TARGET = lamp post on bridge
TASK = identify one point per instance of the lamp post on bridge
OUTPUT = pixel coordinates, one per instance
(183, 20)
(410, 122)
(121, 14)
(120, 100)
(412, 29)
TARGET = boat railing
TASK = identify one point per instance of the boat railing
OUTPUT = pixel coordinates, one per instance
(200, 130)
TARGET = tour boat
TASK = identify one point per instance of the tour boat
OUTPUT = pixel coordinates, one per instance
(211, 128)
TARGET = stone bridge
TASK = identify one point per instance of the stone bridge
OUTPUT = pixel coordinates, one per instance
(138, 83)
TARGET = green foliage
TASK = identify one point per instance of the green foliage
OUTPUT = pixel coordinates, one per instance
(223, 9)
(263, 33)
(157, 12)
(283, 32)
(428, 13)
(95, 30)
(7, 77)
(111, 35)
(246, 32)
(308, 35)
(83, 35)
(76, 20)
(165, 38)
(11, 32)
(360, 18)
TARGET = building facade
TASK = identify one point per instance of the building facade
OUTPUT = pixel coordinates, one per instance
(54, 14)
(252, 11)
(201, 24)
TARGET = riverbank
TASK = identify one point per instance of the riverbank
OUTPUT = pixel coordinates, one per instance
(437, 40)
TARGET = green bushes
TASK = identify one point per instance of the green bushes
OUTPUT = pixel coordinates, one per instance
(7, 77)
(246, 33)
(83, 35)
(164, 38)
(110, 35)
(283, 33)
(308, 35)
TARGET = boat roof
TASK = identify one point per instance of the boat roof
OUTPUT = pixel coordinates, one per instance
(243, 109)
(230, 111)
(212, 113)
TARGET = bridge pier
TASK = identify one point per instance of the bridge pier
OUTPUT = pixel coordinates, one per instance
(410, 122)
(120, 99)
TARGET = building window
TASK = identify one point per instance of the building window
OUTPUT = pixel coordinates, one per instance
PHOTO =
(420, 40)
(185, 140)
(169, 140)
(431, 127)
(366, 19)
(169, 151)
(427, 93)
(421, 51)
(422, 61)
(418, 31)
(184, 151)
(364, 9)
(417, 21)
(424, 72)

Aim> Reproduce every line above character for character, in the same order.

Complete output>
TARGET = lamp post on bridge
TASK = identify one point per instance of the lamp post on bridge
OUTPUT = pixel coordinates, one per instance
(183, 20)
(410, 122)
(121, 14)
(120, 100)
(412, 29)
TARGET = boat railing
TASK = identify one point per instance of the boat railing
OUTPUT = pixel coordinates, one per instance
(200, 130)
TARGET = tour boat
TASK = identify one point per instance of the tour boat
OUTPUT = pixel coordinates, one per instance
(211, 128)
TARGET = stone bridge
TASK = identify one point per instance of the stone bridge
OUTPUT = pixel coordinates, one per instance
(138, 83)
TARGET = green foliage
TASK = identify one point per instance of the green foliage
OUTPUT = pixel coordinates, one per instance
(223, 9)
(263, 33)
(157, 12)
(283, 32)
(428, 13)
(95, 30)
(7, 77)
(111, 35)
(246, 32)
(308, 35)
(83, 35)
(76, 20)
(165, 38)
(11, 32)
(360, 18)
TARGET = building facade
TASK = identify one point per instance of the building facade
OUTPUT = pixel coordinates, one per instance
(54, 14)
(252, 11)
(201, 24)
TARGET = riverbank
TASK = identify one point per instance of the riverbank
OUTPUT = pixel coordinates, one per instance
(437, 40)
TARGET = green bushes
TASK = identify one point per instance of the green bushes
OUTPUT = pixel coordinates, one per instance
(7, 77)
(246, 33)
(83, 35)
(164, 38)
(110, 35)
(283, 33)
(308, 35)
TARGET = boat roof
TASK = identify one point per instance of the boat roof
OUTPUT = pixel coordinates, one per instance
(243, 109)
(230, 111)
(212, 113)
TARGET = bridge pier
TASK = identify one point per instance of the bridge pier
OUTPUT = pixel coordinates, one per instance
(410, 122)
(120, 99)
TARGET = building window
TASK = identify one point per instance of the building window
OUTPUT = pixel coordinates, one per instance
PHOTO =
(420, 40)
(185, 140)
(169, 140)
(431, 127)
(366, 19)
(169, 151)
(427, 93)
(421, 51)
(422, 61)
(418, 31)
(184, 151)
(364, 9)
(417, 21)
(424, 72)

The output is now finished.